Your task is to copy the data exactly while leaving out every picture.

[Saved entries]
_ _ _ _
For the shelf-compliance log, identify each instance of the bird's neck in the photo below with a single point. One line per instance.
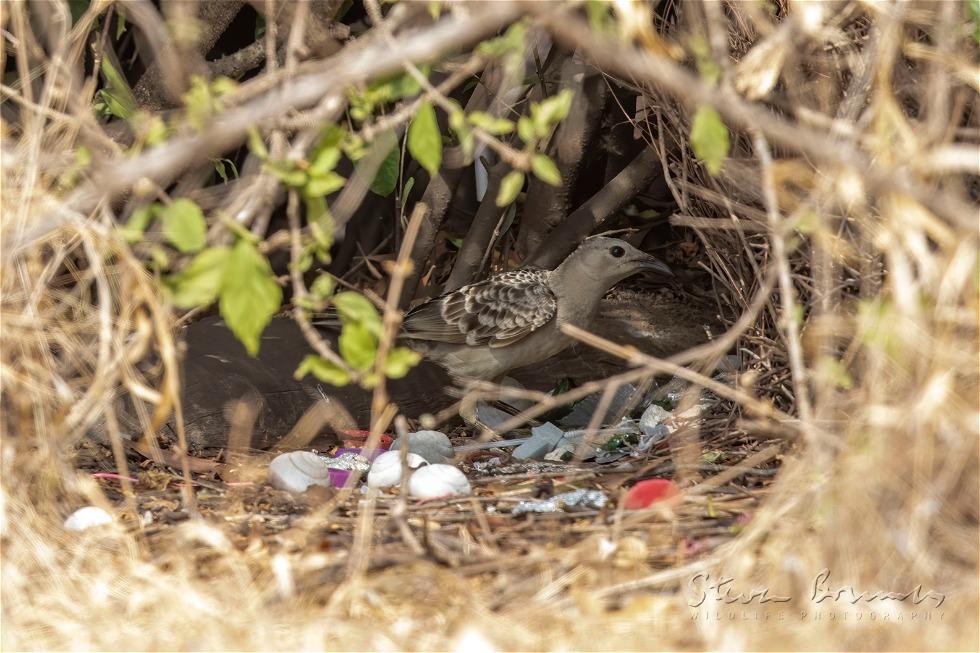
(579, 294)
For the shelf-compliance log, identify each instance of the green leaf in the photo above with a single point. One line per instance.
(489, 124)
(120, 20)
(525, 129)
(709, 139)
(183, 225)
(200, 282)
(510, 187)
(221, 167)
(250, 295)
(322, 287)
(328, 182)
(117, 95)
(387, 177)
(545, 170)
(424, 139)
(321, 368)
(399, 361)
(357, 345)
(325, 160)
(154, 130)
(355, 308)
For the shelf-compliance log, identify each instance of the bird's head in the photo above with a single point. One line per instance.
(610, 260)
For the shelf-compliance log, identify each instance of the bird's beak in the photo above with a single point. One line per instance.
(655, 264)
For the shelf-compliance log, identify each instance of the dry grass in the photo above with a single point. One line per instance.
(864, 331)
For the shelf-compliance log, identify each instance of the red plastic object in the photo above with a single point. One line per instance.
(646, 493)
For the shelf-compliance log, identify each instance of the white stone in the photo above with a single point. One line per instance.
(434, 481)
(653, 416)
(296, 471)
(386, 470)
(87, 517)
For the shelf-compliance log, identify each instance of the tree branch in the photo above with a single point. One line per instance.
(309, 87)
(600, 207)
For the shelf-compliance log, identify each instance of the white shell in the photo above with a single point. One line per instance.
(438, 481)
(87, 517)
(296, 471)
(386, 470)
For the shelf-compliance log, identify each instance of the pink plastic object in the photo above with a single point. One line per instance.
(645, 493)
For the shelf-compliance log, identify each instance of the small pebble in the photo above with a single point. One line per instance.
(386, 470)
(433, 481)
(652, 417)
(87, 517)
(295, 471)
(434, 446)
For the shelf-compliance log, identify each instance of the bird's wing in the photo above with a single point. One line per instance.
(496, 312)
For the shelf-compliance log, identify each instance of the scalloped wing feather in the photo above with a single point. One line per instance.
(496, 312)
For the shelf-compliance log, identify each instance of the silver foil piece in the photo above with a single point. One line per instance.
(564, 502)
(352, 462)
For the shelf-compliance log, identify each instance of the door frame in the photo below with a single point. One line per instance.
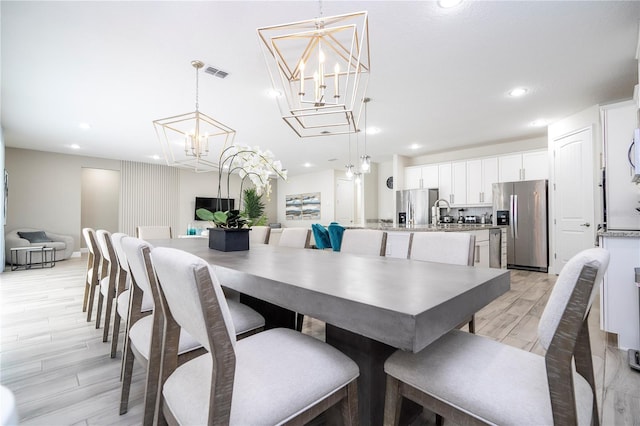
(596, 155)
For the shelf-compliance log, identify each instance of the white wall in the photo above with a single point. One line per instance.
(322, 182)
(480, 151)
(2, 218)
(386, 196)
(45, 190)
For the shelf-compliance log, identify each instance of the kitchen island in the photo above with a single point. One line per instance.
(491, 249)
(619, 298)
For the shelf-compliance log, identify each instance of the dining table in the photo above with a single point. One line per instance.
(372, 305)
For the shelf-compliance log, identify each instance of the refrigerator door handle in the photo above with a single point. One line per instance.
(515, 216)
(511, 223)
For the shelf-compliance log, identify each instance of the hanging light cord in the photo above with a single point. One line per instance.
(197, 69)
(365, 126)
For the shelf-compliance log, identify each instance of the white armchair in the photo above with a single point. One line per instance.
(62, 244)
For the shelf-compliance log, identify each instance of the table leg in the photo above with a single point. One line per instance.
(370, 356)
(275, 316)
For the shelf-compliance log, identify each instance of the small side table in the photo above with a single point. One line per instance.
(47, 257)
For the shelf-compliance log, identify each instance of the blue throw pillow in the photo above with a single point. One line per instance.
(321, 236)
(35, 237)
(335, 234)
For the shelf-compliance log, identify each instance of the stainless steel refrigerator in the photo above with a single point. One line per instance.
(413, 206)
(523, 207)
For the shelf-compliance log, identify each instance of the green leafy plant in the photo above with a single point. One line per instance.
(229, 219)
(256, 165)
(254, 207)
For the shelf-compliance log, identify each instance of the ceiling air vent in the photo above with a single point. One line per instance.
(216, 72)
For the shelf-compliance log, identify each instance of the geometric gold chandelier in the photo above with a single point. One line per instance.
(187, 139)
(320, 68)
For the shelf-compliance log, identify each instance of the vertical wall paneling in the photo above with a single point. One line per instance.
(149, 195)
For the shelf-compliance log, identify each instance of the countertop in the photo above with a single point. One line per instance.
(619, 233)
(449, 227)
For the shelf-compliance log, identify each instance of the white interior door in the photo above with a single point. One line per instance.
(573, 196)
(344, 201)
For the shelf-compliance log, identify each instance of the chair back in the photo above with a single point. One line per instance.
(116, 240)
(189, 285)
(106, 247)
(153, 232)
(196, 304)
(138, 269)
(90, 238)
(567, 283)
(295, 237)
(564, 332)
(371, 242)
(259, 235)
(457, 248)
(321, 236)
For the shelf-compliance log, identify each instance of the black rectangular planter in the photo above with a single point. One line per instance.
(229, 239)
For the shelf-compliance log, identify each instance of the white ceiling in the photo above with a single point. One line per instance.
(439, 77)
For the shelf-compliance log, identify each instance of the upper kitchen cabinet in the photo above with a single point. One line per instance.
(421, 177)
(481, 174)
(412, 177)
(452, 182)
(622, 195)
(532, 165)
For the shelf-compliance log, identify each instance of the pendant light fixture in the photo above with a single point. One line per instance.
(365, 164)
(321, 68)
(349, 167)
(187, 139)
(357, 175)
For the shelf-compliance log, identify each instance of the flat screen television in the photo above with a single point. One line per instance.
(211, 204)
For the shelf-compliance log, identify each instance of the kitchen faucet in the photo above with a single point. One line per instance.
(435, 210)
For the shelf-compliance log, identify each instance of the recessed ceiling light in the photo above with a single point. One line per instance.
(517, 92)
(446, 4)
(539, 123)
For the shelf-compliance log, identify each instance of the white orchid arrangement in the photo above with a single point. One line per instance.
(249, 162)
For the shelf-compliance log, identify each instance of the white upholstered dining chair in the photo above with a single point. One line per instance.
(471, 379)
(108, 282)
(371, 242)
(153, 232)
(456, 248)
(94, 270)
(123, 284)
(295, 237)
(144, 338)
(263, 379)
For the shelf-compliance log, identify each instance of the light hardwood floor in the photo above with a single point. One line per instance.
(61, 374)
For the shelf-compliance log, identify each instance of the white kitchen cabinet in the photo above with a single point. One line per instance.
(481, 175)
(421, 177)
(413, 177)
(482, 248)
(532, 165)
(623, 196)
(430, 178)
(445, 184)
(619, 294)
(398, 244)
(452, 182)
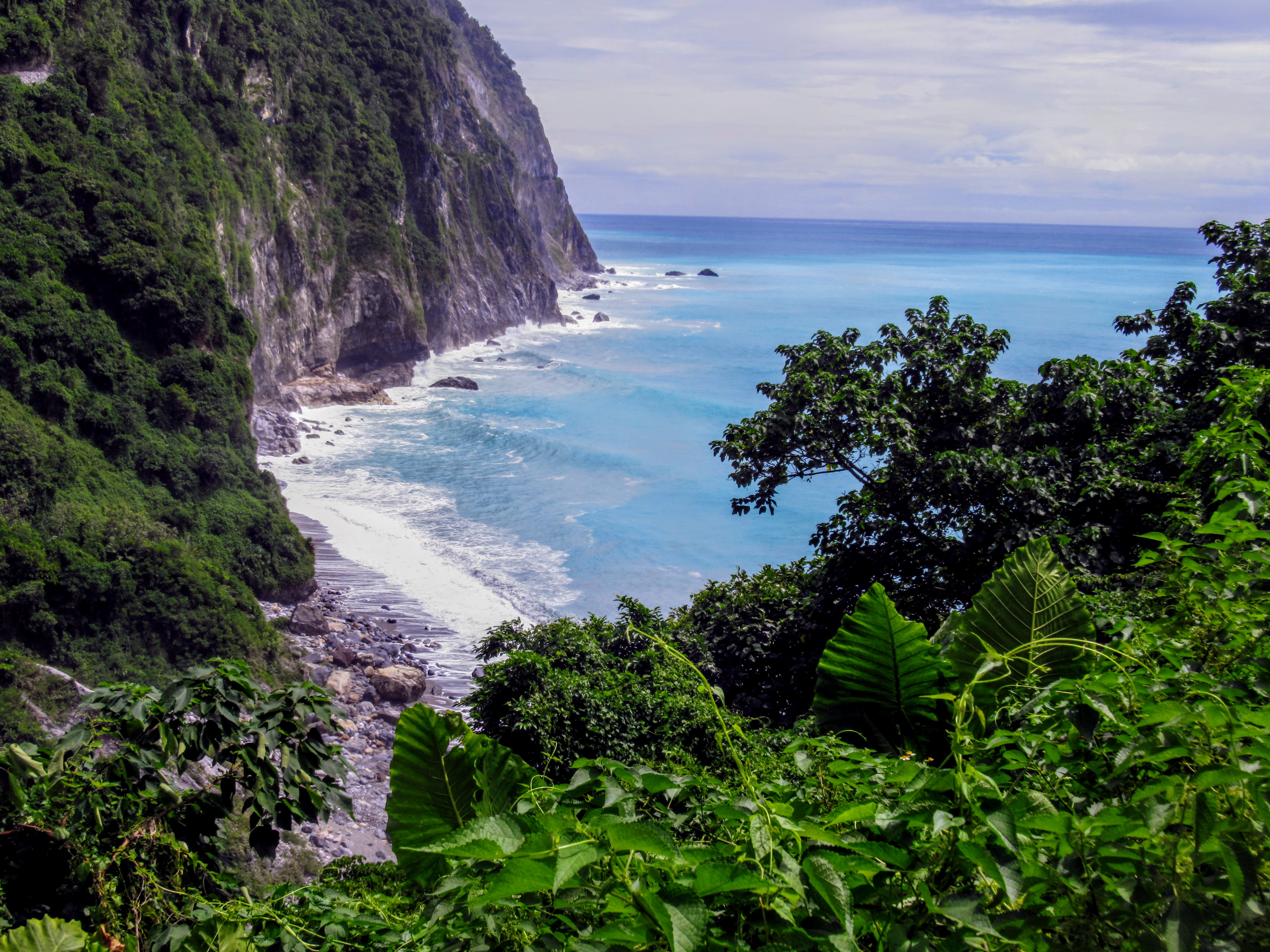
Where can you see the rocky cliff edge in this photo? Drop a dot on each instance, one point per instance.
(482, 234)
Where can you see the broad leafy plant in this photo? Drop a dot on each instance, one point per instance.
(879, 675)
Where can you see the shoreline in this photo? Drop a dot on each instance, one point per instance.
(354, 597)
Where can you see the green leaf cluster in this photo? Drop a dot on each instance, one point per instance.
(586, 689)
(121, 817)
(948, 469)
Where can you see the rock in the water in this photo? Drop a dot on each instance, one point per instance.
(459, 382)
(308, 620)
(340, 682)
(399, 683)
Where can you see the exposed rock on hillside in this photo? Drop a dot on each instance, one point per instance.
_ _ _ _
### YOUR RESPONSE
For the shelf-compliance log, identify each instance of the bird's neck in the photo below with a single point. One line per instance.
(579, 294)
For the shelf-compliance log, identify each instance of the green leaf in the photo above with a single point. One line per instance.
(489, 124)
(120, 20)
(525, 129)
(709, 139)
(183, 225)
(200, 282)
(510, 187)
(221, 167)
(250, 295)
(322, 287)
(328, 182)
(117, 95)
(387, 177)
(545, 170)
(424, 139)
(321, 368)
(399, 361)
(357, 345)
(325, 160)
(154, 130)
(355, 308)
For the shelf-compliance log, identify each instance of the bird's head in the photo above with a single point. One line per instance.
(610, 260)
For the shelf-compliance log, identify each instance of the bird's beak in the photo above with a single point. One line per instance.
(655, 264)
For the shelf-compliance log, identify each instance of the dry grass in the photo above with a single point. One line per instance.
(864, 331)
For the shelf-compliance log, identify each instance of the red plastic object in the photo above with a single point. One line per instance.
(646, 493)
For the shelf-compliance log, identify each instance of the white stone in the photo above with a single point. One line per instance.
(434, 481)
(653, 416)
(296, 471)
(386, 470)
(87, 517)
For the shelf-compliance log, identify each instance of the tree branch in the photo above with a single point. One line per instance.
(309, 87)
(600, 207)
For the shelf-compliance log, identify each instance of the white shell in the photo above with a single point. One line per instance.
(438, 481)
(87, 517)
(296, 471)
(386, 470)
For the shelf-compliance log, identify each instance of the pink plastic object in the photo above with a single point. One line per instance.
(645, 493)
For the shelf-compliance log, identify each instance of the small pebble in the photo above with a single point. One line per instance.
(386, 470)
(433, 481)
(652, 417)
(87, 517)
(295, 471)
(434, 446)
For the shelf-compliance log, identify each instance of the bird's wing in the photo above with a single point. One line per instance.
(496, 312)
For the shelf-compliance log, identify each instance of the scalloped wing feather in the photo above with a single point. One line per instance.
(496, 312)
For the shelf-compliance log, identify each instance of the silver foil piece in the photo above with a single point. One line per instance.
(564, 502)
(352, 462)
For the shelf-compliance log, identify each instance of the door frame in the photo below with a single point. One line per instance.
(596, 155)
For the shelf-compliance log, identify each instance of the white wall in the photo above with a single point. One line per instance.
(322, 182)
(480, 151)
(2, 218)
(386, 196)
(45, 190)
For the shelf-compliance log, identify each instance of the kitchen island in the photo above with a single point. One line per instance.
(491, 249)
(619, 298)
For the shelf-compliance log, identify each instance of the dining table in the photo above with a single point. One line per instance.
(372, 305)
For the shelf-compliance log, identify each instance of the refrigerator door handle in the photo above with a single point. One line per instance.
(515, 216)
(511, 223)
For the shelf-compliance log, identify each instance of the hanging light cord in the photo above with a single point. One line per instance.
(197, 69)
(365, 126)
For the shelf-compliance log, identify each instance of the white armchair in the photo above with a single point. One line per instance.
(62, 244)
For the shelf-compliance log, identify each instance of the table leg in the photo above with a single point. One line per instance.
(370, 356)
(275, 316)
For the shelf-compliance log, identify each instance of the small side table in the photo above with a single point. One line per instance.
(47, 257)
For the shelf-compliance log, identify each instance of the blue throw pillow in the photo above with a single point. One line per instance.
(321, 236)
(35, 237)
(335, 234)
For the shelf-compliance log, identify each instance of the stainless steel refrigerator in the photo above with a single point. One line per instance.
(413, 206)
(523, 207)
For the shelf-compliance log, identify each instance of the green leafy plant in the photo above with a single point. One line per instance.
(229, 219)
(256, 165)
(254, 207)
For the shelf-compliance log, identify each instance of the ceiling air vent in the photo above with a single point. One line per instance.
(216, 72)
For the shelf-compliance log, identify each instance of the geometric gold chandelier in the photo above with a single point. One line per instance.
(187, 139)
(320, 68)
For the shelf-compliance log, identify each instance of the vertical wall paneling in the photo above with a single point. One line per instance.
(149, 195)
For the shelf-compliance log, identify each instance of the countertop in the photo above with a single point. One line per instance.
(619, 233)
(449, 227)
For the shelf-compliance log, identify each instance of the white interior door in the photo above with a single point. One line per instance.
(573, 196)
(344, 201)
For the shelf-compliance log, identify each instance of the chair back in the photo above with a single point. One line per instance.
(116, 240)
(189, 285)
(106, 247)
(153, 232)
(196, 304)
(138, 269)
(90, 238)
(567, 283)
(295, 237)
(564, 332)
(371, 242)
(259, 235)
(457, 248)
(321, 236)
For the shelf-compliance log, identify each instance of the black rectangular planter in the photo above with a single point. One line per instance.
(229, 239)
For the shelf-compliance log, identify each instance of the white ceiling in the photo above with a single point. One line per instance.
(439, 77)
For the shelf-compliance log, identify each instance of the upper kitchen cabinet in the photo above with a single point. One line per instance.
(421, 177)
(481, 174)
(412, 177)
(452, 182)
(622, 195)
(532, 165)
For the shelf-compliance log, identify each instance of the pendant light fixture in the photo above with a single point. One line per instance.
(365, 164)
(321, 68)
(349, 167)
(187, 139)
(357, 175)
For the shelf-compliance log, identify each instance of the flat screen television in the photo above with a single point. One line per instance.
(211, 204)
For the shelf-compliance log, identify each instance of the kitchen faucet in the photo above with a single point. One line per instance.
(435, 210)
For the shelf-compliance log, identify each instance of the recessed ceiling light in the photo above with a single point. One line per instance.
(517, 92)
(446, 4)
(539, 123)
For the shelf-compliance log, identify each instance of the white orchid arrangement in the photo above with a single point. One line per instance.
(249, 162)
For the shelf-compliance log, identify each instance of the white upholstered dining chair in the photo above with a single point. One line per instance.
(471, 379)
(108, 282)
(371, 242)
(153, 232)
(456, 248)
(94, 270)
(123, 284)
(295, 237)
(144, 338)
(263, 379)
For the shelf-compliance log, identify each instance of the light hardwood floor in the photo above with a single point. One line per instance.
(61, 374)
For the shelf-compliance log, identify each instance of the white kitchen cabinet in the photo above with a single point. One line per instance.
(481, 175)
(421, 177)
(413, 177)
(482, 248)
(532, 165)
(623, 196)
(430, 178)
(445, 184)
(619, 294)
(398, 244)
(452, 182)
Where can you see the rocky cliff edge in this photo? Drop a dot on each instance, one point per instance.
(482, 234)
Where can you see the broad leafy plant in this photo? Drop a dot on each instance, one point per instance.
(879, 675)
Where can you see the shoreline in this photo? Drop a dot on each instance, one point per instance.
(354, 597)
Where can you see the green leaf cluster in this photo? Drop a dot on each instance, one point per instance.
(586, 689)
(121, 817)
(948, 469)
Where can you see the rock in the water in this photo? Drop a dot on each instance, one point per instance.
(459, 382)
(308, 620)
(340, 682)
(399, 683)
Where can you see the exposed rock on hillside in this photo? Drop a dot on each instance, one point per instance.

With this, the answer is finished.